EXERCISE OBJECTIVE: Please show each line of the rows below that contains the word "palm", copying every such line unchanged.

* START RECORD SET *

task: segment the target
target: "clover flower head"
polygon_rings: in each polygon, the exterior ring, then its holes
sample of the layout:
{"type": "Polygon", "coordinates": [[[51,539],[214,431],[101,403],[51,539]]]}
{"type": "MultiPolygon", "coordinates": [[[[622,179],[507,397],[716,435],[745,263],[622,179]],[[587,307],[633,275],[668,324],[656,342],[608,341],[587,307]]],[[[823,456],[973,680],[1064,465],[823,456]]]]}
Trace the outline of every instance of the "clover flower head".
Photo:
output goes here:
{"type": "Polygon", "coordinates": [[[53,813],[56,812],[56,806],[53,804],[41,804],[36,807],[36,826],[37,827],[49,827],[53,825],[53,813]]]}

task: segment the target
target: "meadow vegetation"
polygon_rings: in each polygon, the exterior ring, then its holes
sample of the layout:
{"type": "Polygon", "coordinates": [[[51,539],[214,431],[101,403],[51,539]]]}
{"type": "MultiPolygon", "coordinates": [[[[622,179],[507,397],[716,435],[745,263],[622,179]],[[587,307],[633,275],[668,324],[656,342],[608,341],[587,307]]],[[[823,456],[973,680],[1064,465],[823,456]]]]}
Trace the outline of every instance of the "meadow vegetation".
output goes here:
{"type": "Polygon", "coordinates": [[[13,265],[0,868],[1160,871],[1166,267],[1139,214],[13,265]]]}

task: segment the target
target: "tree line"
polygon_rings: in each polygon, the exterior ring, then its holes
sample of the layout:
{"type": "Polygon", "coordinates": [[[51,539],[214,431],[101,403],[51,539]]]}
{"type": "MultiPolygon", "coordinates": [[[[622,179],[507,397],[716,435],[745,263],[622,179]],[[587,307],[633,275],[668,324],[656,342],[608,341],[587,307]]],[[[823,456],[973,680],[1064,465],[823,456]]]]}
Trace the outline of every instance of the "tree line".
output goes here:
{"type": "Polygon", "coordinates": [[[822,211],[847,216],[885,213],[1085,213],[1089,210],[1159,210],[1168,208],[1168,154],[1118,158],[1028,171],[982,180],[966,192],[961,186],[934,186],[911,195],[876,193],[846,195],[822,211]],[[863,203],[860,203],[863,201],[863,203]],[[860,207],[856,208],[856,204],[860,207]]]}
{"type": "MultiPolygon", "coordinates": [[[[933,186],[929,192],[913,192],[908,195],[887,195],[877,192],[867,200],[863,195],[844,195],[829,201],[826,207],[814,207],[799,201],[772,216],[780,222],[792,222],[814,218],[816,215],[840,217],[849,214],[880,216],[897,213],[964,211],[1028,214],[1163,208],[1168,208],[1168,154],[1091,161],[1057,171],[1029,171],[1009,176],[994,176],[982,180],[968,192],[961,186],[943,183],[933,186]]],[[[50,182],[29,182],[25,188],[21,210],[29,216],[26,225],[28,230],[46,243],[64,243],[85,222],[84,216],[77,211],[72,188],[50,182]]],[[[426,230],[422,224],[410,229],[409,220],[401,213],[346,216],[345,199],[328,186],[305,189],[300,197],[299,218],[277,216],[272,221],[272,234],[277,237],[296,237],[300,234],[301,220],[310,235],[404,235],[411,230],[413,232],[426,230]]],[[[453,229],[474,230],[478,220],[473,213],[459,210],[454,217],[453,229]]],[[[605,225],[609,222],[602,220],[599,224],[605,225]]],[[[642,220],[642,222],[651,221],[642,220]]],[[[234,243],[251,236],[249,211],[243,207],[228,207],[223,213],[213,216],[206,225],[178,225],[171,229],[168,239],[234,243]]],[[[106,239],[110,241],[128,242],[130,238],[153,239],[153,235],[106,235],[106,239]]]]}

* END RECORD SET *
* START RECORD SET *

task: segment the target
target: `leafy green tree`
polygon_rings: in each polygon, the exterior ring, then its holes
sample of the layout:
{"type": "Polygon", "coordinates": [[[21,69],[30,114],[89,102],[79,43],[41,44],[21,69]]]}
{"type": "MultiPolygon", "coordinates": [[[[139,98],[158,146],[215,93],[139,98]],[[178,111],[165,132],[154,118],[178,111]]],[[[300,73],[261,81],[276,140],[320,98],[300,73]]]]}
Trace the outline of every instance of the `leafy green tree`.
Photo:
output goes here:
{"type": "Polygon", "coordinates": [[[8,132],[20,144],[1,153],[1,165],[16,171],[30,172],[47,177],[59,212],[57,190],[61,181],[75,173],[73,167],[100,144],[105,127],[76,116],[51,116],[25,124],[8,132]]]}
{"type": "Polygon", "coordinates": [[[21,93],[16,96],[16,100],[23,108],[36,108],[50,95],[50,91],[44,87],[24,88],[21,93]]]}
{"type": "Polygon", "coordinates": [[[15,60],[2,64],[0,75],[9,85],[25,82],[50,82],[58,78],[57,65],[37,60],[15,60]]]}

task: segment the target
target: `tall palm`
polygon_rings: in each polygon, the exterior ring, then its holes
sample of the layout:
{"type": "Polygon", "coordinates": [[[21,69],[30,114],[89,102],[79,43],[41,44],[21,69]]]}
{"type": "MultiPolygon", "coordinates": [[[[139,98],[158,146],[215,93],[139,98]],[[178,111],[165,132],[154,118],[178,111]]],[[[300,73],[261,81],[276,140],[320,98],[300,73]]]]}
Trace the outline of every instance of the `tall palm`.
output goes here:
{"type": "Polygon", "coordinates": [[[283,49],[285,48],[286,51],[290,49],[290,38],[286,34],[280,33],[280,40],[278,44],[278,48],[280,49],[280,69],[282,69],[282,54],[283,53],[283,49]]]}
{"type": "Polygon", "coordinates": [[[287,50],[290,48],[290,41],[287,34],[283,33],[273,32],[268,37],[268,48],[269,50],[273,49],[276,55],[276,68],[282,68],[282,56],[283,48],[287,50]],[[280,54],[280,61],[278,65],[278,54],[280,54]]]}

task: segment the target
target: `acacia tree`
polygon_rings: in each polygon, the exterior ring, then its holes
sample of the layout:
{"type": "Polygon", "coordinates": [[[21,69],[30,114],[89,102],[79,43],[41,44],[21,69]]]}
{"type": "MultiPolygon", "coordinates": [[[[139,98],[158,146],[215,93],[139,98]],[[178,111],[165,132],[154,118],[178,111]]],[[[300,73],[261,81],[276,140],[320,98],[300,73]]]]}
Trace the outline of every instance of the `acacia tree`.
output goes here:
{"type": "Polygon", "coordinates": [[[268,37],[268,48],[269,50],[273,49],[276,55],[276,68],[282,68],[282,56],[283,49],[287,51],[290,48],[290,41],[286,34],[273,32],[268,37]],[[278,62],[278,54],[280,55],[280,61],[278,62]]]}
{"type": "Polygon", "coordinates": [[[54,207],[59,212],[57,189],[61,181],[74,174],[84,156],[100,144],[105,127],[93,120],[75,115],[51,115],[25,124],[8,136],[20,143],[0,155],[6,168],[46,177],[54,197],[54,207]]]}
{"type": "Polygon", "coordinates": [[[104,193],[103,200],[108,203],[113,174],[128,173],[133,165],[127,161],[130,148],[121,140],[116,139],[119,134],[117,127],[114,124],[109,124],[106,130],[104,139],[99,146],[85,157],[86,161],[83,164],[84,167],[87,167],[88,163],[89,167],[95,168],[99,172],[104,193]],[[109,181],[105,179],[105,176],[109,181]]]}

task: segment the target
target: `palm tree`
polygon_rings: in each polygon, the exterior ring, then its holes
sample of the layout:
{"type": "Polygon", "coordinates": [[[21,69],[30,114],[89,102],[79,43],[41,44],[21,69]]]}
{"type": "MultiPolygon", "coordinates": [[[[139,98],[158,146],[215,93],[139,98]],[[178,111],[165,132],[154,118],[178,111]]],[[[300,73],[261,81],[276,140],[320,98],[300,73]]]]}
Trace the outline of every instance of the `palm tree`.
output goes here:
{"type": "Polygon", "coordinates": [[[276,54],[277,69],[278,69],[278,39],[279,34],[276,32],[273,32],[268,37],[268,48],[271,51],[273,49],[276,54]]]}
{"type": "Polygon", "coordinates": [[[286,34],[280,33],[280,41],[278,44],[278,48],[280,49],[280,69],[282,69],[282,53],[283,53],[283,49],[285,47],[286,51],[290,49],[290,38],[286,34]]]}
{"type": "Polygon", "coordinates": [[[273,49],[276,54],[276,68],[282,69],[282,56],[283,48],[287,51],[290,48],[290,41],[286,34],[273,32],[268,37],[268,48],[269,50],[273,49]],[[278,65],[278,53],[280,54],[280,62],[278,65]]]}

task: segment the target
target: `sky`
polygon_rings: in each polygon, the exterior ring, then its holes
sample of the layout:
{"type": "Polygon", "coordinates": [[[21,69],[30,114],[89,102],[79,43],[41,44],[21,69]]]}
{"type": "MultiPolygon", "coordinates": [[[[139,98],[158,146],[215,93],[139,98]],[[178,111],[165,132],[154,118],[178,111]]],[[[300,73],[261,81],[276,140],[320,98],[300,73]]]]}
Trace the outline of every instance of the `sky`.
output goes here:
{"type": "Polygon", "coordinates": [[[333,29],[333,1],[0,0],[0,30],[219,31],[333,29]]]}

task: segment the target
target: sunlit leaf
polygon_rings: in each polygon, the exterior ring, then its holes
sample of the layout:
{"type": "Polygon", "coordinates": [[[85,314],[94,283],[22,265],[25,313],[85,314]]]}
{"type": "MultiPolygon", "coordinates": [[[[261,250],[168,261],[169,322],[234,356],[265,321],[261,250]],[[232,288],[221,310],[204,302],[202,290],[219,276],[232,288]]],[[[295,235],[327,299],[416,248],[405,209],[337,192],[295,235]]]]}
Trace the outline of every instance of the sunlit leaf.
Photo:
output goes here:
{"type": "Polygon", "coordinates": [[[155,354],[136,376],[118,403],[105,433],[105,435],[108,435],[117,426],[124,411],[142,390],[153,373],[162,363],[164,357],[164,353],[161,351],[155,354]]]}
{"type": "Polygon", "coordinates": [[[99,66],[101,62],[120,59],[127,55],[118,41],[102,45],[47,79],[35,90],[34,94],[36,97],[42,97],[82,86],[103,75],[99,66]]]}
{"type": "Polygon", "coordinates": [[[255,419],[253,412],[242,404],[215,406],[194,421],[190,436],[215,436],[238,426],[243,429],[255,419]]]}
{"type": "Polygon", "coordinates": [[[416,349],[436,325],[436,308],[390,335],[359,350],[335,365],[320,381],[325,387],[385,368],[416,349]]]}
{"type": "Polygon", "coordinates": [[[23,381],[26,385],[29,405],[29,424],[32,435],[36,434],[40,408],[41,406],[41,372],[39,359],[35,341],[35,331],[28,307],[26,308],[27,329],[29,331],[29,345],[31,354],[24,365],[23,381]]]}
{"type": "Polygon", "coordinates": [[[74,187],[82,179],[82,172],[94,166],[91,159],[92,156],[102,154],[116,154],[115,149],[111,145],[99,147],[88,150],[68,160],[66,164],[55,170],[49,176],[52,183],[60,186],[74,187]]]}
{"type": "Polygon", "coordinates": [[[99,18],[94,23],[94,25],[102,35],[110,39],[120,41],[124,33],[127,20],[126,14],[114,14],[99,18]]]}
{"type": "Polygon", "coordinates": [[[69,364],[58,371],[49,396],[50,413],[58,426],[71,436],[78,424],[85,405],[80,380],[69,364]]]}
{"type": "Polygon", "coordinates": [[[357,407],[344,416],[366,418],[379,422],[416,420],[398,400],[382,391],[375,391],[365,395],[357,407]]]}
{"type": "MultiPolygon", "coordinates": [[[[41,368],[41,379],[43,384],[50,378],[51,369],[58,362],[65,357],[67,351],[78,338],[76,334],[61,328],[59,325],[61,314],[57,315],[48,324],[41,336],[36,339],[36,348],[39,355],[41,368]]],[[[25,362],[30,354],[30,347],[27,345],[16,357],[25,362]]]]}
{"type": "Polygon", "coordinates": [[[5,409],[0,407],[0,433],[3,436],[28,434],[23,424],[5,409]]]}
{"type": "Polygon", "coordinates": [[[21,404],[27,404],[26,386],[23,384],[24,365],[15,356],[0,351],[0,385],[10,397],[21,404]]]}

* END RECORD SET *

ANSWER TO THE TASK:
target: `tall palm`
Trace the outline of every instance of the `tall palm`.
target: `palm tree`
Trace the outline of every instance of the `palm tree`.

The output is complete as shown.